--- Data for the task ---

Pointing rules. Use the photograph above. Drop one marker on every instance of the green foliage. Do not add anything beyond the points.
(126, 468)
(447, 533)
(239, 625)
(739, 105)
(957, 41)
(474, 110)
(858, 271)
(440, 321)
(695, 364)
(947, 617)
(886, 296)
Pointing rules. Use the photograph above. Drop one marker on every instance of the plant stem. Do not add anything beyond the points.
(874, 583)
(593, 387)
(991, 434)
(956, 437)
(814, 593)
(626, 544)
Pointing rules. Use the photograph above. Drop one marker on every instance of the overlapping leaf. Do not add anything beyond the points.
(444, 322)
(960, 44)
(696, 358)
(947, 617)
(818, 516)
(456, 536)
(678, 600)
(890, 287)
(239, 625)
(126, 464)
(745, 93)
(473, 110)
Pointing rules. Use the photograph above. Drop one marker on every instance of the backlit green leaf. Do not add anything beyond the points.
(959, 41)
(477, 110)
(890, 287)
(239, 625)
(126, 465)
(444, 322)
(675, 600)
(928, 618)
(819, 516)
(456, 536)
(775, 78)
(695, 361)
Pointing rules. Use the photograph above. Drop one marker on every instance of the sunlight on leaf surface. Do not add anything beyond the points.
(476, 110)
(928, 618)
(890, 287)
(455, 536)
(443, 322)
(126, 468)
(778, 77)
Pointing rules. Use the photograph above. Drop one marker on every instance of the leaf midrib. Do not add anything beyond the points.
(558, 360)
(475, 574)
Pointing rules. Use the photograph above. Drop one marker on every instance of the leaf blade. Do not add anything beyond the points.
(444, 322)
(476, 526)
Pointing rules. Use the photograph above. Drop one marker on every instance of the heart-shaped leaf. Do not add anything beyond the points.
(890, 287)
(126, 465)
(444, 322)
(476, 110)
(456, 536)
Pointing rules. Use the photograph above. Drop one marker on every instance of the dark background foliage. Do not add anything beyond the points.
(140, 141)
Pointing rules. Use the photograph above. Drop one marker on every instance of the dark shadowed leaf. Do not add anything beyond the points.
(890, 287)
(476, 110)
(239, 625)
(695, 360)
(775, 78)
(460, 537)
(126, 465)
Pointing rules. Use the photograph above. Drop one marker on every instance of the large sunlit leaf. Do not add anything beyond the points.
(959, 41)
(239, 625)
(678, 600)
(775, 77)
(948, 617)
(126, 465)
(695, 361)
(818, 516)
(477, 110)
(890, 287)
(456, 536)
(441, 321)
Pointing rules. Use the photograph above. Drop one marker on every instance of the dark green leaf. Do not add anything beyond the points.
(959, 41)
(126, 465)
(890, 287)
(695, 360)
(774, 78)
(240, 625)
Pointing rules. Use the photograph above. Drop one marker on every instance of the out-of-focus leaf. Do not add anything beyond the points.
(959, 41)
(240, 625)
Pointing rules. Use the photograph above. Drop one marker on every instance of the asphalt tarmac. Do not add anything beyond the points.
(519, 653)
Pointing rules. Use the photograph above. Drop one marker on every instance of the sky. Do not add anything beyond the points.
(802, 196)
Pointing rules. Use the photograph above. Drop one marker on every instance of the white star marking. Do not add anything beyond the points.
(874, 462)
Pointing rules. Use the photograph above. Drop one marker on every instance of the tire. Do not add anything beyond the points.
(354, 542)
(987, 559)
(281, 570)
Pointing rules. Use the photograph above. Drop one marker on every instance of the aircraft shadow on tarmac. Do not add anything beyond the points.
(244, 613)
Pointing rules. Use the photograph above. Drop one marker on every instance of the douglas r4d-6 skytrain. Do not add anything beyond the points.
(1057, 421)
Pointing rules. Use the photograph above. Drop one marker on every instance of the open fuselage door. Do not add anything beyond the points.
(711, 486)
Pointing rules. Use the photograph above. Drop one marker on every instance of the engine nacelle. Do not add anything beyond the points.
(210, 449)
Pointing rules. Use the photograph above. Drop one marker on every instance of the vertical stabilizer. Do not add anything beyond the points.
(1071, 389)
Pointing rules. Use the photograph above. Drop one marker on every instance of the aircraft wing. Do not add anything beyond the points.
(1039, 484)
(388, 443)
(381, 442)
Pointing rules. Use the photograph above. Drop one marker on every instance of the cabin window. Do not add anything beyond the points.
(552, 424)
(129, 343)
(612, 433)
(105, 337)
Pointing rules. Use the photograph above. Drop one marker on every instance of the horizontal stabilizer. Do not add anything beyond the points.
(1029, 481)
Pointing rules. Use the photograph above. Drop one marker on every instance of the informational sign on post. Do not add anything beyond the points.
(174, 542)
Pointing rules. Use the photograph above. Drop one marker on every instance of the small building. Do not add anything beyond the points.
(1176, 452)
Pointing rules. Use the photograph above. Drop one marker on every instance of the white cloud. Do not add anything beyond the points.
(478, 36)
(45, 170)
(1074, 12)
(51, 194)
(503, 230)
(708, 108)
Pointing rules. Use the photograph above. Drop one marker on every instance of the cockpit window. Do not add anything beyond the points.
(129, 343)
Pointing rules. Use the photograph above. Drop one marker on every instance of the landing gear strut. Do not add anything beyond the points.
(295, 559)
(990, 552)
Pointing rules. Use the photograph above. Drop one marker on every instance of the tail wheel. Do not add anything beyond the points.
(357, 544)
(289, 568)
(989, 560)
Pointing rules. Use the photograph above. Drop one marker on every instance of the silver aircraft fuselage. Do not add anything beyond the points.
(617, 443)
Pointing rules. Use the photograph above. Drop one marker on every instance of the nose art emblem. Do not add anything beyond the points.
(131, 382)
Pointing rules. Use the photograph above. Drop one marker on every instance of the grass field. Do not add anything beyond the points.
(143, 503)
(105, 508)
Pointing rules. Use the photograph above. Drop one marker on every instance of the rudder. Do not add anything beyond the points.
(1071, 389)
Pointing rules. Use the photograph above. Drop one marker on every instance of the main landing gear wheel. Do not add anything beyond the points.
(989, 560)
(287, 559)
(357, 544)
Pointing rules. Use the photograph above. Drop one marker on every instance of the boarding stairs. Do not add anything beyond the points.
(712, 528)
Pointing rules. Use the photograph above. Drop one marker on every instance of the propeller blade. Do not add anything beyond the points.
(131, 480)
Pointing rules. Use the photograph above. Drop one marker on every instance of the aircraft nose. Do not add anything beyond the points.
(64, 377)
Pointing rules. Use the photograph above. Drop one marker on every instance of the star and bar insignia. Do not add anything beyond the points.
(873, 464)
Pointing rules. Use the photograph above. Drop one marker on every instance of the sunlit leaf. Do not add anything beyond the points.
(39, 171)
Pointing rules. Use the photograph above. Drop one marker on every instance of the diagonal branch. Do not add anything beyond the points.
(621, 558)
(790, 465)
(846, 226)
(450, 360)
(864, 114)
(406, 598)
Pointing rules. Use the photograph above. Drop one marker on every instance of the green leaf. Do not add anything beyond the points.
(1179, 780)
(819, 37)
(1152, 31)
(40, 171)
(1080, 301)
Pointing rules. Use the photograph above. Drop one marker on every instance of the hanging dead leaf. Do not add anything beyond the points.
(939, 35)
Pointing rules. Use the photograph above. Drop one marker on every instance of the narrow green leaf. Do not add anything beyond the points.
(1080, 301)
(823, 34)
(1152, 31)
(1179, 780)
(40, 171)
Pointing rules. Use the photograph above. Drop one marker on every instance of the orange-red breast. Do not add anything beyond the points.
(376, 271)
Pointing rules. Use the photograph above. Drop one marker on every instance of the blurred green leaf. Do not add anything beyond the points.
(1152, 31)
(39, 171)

---

▶ [Task goal]: With no line skipped, repeat the records exactly.

▶ [Solution for this task]:
Pointing rules. Use the photograph above. Drop one marker on every instance of the green foliage. Do not add anything beyond the points.
(126, 468)
(447, 533)
(239, 625)
(739, 105)
(957, 41)
(474, 110)
(858, 271)
(440, 321)
(695, 364)
(947, 617)
(886, 296)
Pointing rules. Use the photograph above. Drop one marker on every instance of the plant stem. Do not add anything beyond the points.
(874, 583)
(593, 387)
(991, 434)
(956, 437)
(814, 593)
(626, 544)
Pointing rules. Use the photograph above. Drop one marker on every instance of the overlapping leaf. Do not add anything beyond the points.
(444, 322)
(960, 44)
(696, 358)
(947, 617)
(818, 516)
(456, 536)
(678, 600)
(890, 287)
(239, 625)
(126, 464)
(745, 93)
(473, 110)
Pointing rules. Use the photograph above. Drop one marker on every instance of the backlit green leaf. Do not add anything beyond the points.
(959, 41)
(477, 110)
(890, 287)
(239, 625)
(126, 465)
(444, 322)
(675, 600)
(928, 618)
(819, 516)
(456, 536)
(775, 78)
(695, 361)
Pointing rules. Use the photograph above. Drop one marker on every instance of the sunlight on leaf surface. Do not add anything beyond the points.
(476, 110)
(928, 618)
(890, 287)
(455, 536)
(443, 322)
(126, 468)
(778, 77)
Pointing rules. Use the photograph above. Drop one marker on every instance of the leaf midrib. Do not add anything beyond the points.
(558, 360)
(475, 574)
Pointing rules. Use the photograph above. Drop one marker on every instance of the leaf blade. Do not add anything beyond the points.
(444, 322)
(476, 526)
Pointing rules. Use the photograph above. Drop one marker on every instance of the heart-shaped leaf. Do not add anything beyond the points.
(890, 287)
(126, 465)
(444, 322)
(476, 110)
(456, 536)
Pointing rules. Use the photograph above. Drop one marker on every instance of the dark background foliage. Do not add anything beyond the points.
(140, 141)
Pointing rules. Use the photograph above. Drop one marker on every instance of the dark shadowed leaf. Do not add anything beyond the points.
(890, 287)
(476, 110)
(239, 625)
(695, 360)
(775, 78)
(460, 537)
(126, 465)
Pointing rules. Use the photograph above. Drop one marker on every instance of the large sunlit leaf. Do not add anything beyond the points.
(959, 41)
(239, 625)
(678, 600)
(775, 77)
(948, 617)
(126, 465)
(695, 361)
(818, 516)
(477, 110)
(890, 287)
(456, 536)
(441, 321)
Pointing rules. Use the photograph above. Drop one marker on every instance of the dark green leaf. Do not add anything beyond the points.
(959, 41)
(126, 465)
(890, 287)
(695, 360)
(774, 78)
(240, 625)
Pointing rules. Use the photograph above. Drop one marker on every instance of the out-of-focus leaf. Do not add anything beyond the points.
(959, 41)
(240, 625)
Pointing rules. Use the photograph above. Drop one marker on every instance of the asphalt tarmac. Do not add anything beyond the points.
(519, 653)
Pointing rules. Use the photograph above. Drop one marker on every instance of the sky. Do not add anything beyond the points.
(802, 196)
Pointing rules. Use the photograph above. Drop one marker on every instance of the white star marking. Do not add anything beyond the points.
(874, 462)
Pointing rules. Use the photograph above. Drop one marker on every instance of the tire. Do not add anything beyond the points.
(354, 542)
(987, 559)
(281, 570)
Pointing rules. Use the photograph above. Drop one marker on every instance of the aircraft shadow on tarmac. Do not add anything beyond the points.
(244, 613)
Pointing rules. Use the photograph above. Drop one marker on every instance of the douglas r4d-6 skytrain. Do not add anything beyond the points.
(1057, 421)
Pointing rules. Use the photograph above. Drop one marker on every instance of the open fuselage door. Do not add anything beyond the points.
(711, 486)
Pointing rules. Use the photograph above. Drop one marker on every instance of the engine nacelle. Do not add anything beyond the points.
(210, 449)
Pointing rules. Use the photograph above. Drop one marker on every instance of the vertical stabilizer. Do not add anything beyond the points.
(1071, 389)
Pointing rules. Use the photograph above. Drop one marker on every instance of the aircraft wing. Do not add anything beyond the points.
(1039, 484)
(388, 443)
(381, 442)
Pointing rules. Use the photograph above. Drop one marker on every instance of the cabin window. Do not add anything beyond the points.
(552, 424)
(129, 343)
(612, 433)
(105, 337)
Pointing rules. Use the photograph above. Drop one marker on every instance of the horizontal stabilizer. Do not add anything beyond the points.
(1029, 481)
Pointing rules. Use the photograph above. Drop one marker on every instance of the informational sign on post. Do not add anything beyond the points.
(174, 542)
Pointing rules. Use the photograph above. Drop one marker on every instance of the small building. Do not add anything beyond the points.
(1176, 452)
Pointing rules. Use the photograph above. Drop one marker on every instance of the white cloud. Do not add anything beyond the points.
(478, 36)
(45, 170)
(1074, 12)
(51, 194)
(503, 230)
(708, 108)
Pointing rules. Use the photograph above. Drop one marker on every instance of the cockpit window. Do not add anything beyond the points.
(129, 343)
Pointing rules. Use the photograph above. Drop one marker on every instance of the landing gear strut. Do not add anything beyond the points.
(295, 559)
(990, 552)
Pointing rules. Use the photograph above. Drop one marker on every instance of the tail wheel. Do not add anything beyond the points.
(357, 544)
(289, 568)
(989, 560)
Pointing rules. Use the photograph above. Drop one marker on every instance of the silver aircraft fuselage. Do not add anything beyond the points.
(617, 443)
Pointing rules. Use the photograph above. Drop one marker on every instance of the nose art emblem. Do not add anything beyond the points.
(131, 382)
Pointing rules. Use the photograph above. Drop one marker on every instance of the grass field. Do not add anything beyond the points.
(143, 503)
(105, 508)
Pointing rules. Use the photograph above. Drop one marker on every instance of the rudder. Do not add anything beyond the points.
(1071, 389)
Pointing rules. Use the photograph above. Drop one marker on every instance of the main landing gear wheel. Do not add anything beyond the points.
(989, 560)
(287, 559)
(357, 544)
Pointing rules. Use the photograph above. Drop one marker on every instance of the boarding stairs. Do not add anything beyond the points.
(712, 528)
Pointing rules. Use the photograph above. Drop one marker on every instance of the propeller blade. Do not add anything beyond the points.
(131, 480)
Pointing rules. Use the photograph above. Drop one marker on every instance of the aircraft nose. Do not add anything beyond the points.
(64, 377)
Pointing rules. Use the photograph above. Drop one marker on every instance of the star and bar insignia. Do not add anything beyond the points.
(873, 464)
Pointing rules. Use the photograph above. Drop one marker on every instance of the sunlit leaf. Do not add anything beyond the points.
(39, 171)
Pointing rules. Use the photograph above. Drop one marker on every instance of the diagonal branch. Do not add anything beyond the points.
(621, 558)
(790, 465)
(846, 226)
(450, 360)
(864, 114)
(406, 598)
Pointing rules. Use the photograph above. Drop one marker on every instance of the green leaf. Do not add anything beyond the points.
(1179, 780)
(819, 37)
(1152, 31)
(40, 171)
(1080, 301)
Pointing rules. Use the photograph above. Drop one marker on every instance of the hanging dead leaf. Do not add anything beyond the points.
(939, 35)
Pointing rules. Use the photograph above. Drop one marker on every instance of the narrow green leaf. Do not add anything beyond the points.
(1080, 301)
(823, 34)
(1152, 31)
(1179, 780)
(40, 171)
Pointing rules. Use the photograph above. Drop one marker on every instance of the orange-red breast. Do not add anything beyond the points.
(376, 271)
Pointing rules. Use the photograph above. Drop one marker on every instance of the blurred green leaf. Do not add anything beyond the points.
(1152, 31)
(39, 171)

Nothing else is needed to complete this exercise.